Print the lines below verbatim, starting at the line that contains "of the blue" and ending at the line that contains "Query: blue sky", with both of those lines included.

▸ Given records
****************
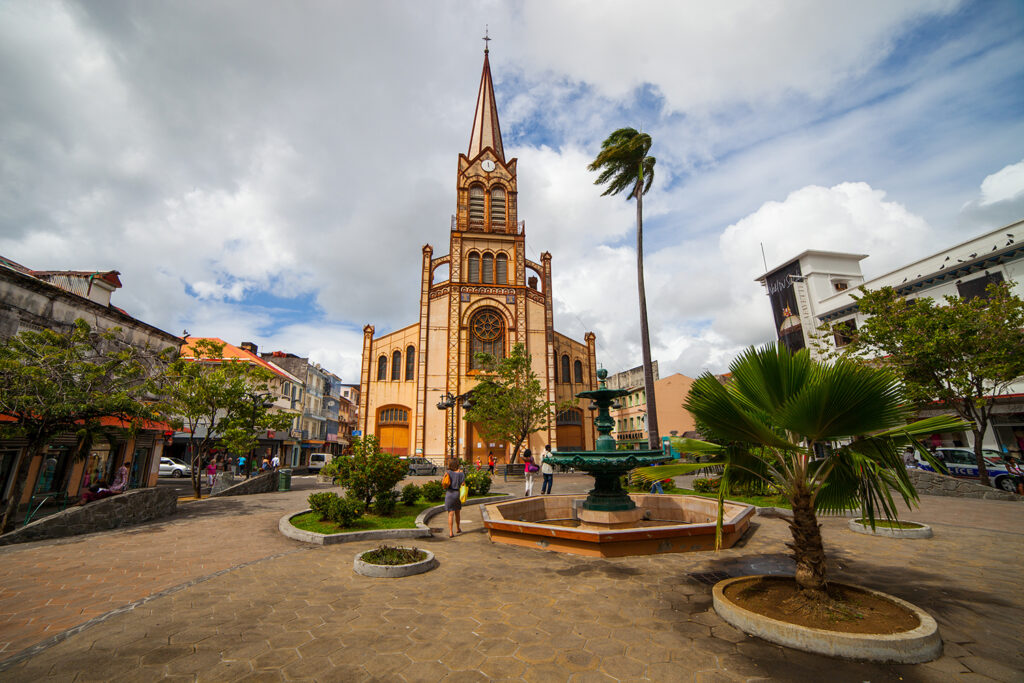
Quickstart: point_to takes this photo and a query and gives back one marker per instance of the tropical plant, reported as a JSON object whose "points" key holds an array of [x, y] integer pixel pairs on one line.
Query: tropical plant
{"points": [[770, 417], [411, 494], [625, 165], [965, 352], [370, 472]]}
****************
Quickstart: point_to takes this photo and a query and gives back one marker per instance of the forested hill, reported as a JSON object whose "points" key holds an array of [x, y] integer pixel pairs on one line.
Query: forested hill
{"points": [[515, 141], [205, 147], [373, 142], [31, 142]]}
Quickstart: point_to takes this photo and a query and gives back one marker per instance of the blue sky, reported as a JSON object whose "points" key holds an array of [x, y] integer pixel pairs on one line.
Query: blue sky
****************
▸ Exercise output
Quickstart: point_to takes this photo and a query and gives back one marker per instance of the blue sky, reported as a JSON object whose "points" key holds an array of [x, y] integer pixel pairs on one line.
Query: blue sky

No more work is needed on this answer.